-- BEGIN Source extract --
The Asian Auto Boom: Contrasting India and China
In India, the case is different, even if the subcontinent is undergoing its own automotive boom. Over on the Spend Matters affiliate site MetalMiner, Stuart Burns covered how the Indian auto market is shifting into high gear, -- and what makes it different from China.
According to Stuart, "The Indian auto market is heating up, set to increase by 16% to 1.4 million vehicles this year … The Maruti 800 and Alto models have been highly popular in the mini and compact segments for cars shorter than 13' 14" (4mtrs), which accounts for three-quarters of India's car market. [And] rival Honda recently unveiled a new compact car at the Delhi Auto Expo, a 5-seat model being developed especially for India and other emerging markets called the 2CV which it will build in India … Toyota is also bringing out a new compact model, the Etios, at a price of Indian Rupees 500,000 (US$ 10,823) which sounds like a lot in a market where buyers can access the Nano at $3000."
-- END Source extract --
_Request A_:
Name every car model mentioned in the passage on the Indian and Chinese auto markets.
-- BEGIN Data records --
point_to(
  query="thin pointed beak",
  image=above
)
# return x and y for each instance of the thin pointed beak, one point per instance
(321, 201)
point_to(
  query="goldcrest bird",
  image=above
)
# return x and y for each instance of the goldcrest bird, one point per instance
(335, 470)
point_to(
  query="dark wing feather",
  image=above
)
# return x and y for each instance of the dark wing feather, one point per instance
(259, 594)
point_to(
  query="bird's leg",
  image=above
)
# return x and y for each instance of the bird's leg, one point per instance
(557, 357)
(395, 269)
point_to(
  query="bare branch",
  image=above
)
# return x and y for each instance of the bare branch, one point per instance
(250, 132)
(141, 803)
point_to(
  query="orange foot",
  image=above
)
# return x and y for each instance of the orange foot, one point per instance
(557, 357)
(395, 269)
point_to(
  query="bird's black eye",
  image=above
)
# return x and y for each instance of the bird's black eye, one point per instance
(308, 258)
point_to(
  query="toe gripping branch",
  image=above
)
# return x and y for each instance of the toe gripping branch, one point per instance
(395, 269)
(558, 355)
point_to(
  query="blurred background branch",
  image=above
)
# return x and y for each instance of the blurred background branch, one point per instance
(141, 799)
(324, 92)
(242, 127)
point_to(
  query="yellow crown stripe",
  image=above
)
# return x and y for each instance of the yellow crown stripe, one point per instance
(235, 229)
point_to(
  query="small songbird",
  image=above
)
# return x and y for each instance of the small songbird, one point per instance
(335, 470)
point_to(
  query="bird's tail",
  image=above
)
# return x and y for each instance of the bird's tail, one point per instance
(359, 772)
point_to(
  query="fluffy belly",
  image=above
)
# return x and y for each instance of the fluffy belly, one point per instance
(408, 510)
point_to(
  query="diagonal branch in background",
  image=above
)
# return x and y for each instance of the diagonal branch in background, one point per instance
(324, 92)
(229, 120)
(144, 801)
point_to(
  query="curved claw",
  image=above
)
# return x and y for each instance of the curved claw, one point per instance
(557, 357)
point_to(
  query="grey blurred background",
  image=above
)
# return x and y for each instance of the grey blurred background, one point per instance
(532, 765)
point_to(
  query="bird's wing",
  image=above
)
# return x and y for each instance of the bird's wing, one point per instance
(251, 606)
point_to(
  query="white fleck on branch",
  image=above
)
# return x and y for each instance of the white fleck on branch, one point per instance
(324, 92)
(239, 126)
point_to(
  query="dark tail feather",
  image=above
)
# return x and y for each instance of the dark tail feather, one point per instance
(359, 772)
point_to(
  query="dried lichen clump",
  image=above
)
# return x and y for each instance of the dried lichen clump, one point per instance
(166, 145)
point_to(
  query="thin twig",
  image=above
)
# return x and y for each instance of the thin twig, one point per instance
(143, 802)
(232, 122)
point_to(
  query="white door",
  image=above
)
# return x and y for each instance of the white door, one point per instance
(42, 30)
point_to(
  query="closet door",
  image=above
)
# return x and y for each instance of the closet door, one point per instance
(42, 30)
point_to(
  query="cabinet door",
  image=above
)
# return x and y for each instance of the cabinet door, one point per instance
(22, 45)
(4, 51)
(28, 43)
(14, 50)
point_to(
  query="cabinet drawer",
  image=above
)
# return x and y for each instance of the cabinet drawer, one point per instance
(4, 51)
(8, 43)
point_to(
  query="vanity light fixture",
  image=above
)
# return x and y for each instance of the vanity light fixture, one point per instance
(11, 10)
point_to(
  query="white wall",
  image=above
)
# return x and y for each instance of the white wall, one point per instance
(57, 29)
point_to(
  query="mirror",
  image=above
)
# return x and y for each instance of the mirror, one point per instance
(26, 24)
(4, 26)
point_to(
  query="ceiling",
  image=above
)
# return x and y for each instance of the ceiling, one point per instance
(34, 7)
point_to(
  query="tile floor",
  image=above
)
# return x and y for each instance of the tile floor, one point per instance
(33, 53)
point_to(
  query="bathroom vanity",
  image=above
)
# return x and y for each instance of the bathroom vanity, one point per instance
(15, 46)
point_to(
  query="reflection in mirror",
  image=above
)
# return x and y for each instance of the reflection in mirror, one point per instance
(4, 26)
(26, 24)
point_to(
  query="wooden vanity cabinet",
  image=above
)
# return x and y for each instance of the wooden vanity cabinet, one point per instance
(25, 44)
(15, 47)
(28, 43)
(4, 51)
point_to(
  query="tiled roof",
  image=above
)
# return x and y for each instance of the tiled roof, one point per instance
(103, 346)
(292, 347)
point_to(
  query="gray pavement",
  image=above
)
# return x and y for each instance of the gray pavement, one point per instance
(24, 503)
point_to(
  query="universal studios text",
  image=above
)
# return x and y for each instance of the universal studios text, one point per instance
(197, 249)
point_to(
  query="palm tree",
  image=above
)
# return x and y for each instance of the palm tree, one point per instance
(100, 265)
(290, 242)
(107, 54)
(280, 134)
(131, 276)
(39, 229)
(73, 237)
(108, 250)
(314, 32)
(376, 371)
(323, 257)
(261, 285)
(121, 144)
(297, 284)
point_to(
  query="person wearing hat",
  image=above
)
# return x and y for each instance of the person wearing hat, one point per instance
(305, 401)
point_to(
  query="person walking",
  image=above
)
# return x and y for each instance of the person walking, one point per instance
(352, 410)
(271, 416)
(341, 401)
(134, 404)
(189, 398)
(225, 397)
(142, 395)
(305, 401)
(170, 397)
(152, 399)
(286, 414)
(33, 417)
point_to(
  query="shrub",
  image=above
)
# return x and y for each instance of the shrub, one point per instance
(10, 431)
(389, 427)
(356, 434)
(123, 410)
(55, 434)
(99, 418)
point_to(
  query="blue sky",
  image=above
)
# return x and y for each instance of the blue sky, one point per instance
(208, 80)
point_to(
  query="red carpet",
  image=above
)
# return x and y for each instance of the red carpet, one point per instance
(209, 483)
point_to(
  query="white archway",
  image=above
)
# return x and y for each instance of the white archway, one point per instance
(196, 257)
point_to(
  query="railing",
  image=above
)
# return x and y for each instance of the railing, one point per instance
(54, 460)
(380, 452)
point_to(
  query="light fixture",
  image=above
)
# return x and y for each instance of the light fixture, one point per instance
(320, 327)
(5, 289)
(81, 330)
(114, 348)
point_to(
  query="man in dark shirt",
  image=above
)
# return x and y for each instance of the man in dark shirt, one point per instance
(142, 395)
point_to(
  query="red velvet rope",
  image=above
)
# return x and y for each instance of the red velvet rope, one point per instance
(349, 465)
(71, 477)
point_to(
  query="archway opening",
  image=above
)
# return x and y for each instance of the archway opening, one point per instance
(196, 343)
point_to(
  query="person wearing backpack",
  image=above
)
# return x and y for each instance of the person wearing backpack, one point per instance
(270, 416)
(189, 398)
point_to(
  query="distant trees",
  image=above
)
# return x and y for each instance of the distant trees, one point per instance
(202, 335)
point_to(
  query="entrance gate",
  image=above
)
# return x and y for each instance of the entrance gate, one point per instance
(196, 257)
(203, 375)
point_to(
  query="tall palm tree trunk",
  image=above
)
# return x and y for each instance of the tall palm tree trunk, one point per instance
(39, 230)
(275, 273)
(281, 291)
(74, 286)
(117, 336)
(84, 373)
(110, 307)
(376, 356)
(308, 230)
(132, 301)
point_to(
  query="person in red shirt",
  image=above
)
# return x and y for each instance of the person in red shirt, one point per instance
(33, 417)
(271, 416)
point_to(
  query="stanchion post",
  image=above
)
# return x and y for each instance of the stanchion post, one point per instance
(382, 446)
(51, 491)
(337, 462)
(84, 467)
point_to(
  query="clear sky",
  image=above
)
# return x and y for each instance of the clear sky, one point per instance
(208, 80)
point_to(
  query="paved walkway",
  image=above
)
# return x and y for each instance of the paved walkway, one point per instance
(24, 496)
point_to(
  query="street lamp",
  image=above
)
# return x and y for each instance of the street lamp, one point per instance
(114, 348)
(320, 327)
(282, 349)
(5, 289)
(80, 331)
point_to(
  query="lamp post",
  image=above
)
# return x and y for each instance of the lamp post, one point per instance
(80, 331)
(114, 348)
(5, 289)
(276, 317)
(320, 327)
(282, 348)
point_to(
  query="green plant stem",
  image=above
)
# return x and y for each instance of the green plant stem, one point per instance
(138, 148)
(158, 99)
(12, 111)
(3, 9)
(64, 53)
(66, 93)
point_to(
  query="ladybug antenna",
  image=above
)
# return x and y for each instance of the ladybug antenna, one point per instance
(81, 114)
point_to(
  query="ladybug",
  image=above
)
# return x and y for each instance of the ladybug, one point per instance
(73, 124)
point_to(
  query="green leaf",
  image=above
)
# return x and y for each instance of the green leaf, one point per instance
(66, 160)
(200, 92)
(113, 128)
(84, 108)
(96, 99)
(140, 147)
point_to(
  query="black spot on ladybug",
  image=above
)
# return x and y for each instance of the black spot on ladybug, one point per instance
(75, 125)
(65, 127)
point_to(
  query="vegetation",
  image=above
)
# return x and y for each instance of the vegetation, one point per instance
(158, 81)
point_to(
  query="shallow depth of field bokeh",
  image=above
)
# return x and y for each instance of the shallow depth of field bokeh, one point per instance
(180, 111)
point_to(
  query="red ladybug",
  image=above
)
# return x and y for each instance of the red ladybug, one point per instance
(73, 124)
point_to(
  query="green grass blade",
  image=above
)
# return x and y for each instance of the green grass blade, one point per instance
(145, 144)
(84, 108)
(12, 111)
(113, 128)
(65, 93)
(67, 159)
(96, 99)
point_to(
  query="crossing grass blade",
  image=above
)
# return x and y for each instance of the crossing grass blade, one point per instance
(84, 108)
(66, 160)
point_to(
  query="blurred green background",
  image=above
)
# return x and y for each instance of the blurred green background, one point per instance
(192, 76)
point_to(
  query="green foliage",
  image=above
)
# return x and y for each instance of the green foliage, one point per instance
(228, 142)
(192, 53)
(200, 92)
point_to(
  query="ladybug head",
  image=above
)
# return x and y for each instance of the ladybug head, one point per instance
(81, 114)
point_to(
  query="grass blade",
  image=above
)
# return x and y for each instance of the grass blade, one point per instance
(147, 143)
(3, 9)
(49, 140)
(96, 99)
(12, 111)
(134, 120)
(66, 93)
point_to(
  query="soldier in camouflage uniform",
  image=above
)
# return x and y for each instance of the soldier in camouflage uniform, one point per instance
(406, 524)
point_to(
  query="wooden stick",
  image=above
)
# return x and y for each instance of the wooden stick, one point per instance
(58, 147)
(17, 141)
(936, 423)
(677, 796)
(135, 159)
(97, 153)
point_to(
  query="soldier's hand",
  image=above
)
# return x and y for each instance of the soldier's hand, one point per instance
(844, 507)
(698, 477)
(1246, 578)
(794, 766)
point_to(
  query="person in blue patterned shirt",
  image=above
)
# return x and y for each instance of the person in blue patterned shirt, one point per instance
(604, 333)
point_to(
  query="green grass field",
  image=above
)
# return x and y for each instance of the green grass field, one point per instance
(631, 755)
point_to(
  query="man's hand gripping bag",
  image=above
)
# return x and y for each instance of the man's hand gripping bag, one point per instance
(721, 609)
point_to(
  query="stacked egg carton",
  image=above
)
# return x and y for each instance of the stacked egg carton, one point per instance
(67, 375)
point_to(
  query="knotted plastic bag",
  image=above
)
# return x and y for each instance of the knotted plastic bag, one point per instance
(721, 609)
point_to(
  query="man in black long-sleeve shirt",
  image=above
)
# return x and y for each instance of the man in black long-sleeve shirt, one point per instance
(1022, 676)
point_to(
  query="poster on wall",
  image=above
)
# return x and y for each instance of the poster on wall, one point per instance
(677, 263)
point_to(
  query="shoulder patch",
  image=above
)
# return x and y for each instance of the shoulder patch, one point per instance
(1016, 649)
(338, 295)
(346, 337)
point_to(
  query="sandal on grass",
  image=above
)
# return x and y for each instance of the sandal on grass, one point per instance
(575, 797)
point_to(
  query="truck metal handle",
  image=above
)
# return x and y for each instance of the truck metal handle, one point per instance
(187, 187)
-- END Data records --
_Request B_:
List each line in the rows above that contains the string "drawer", matching case exactly.

_Response A_:
Maruti 800, Alto, 2CV, Etios, Nano

_Response B_:
  query="cabinet drawer",
# return x and y for each instance of the cabinet drawer, one point per instance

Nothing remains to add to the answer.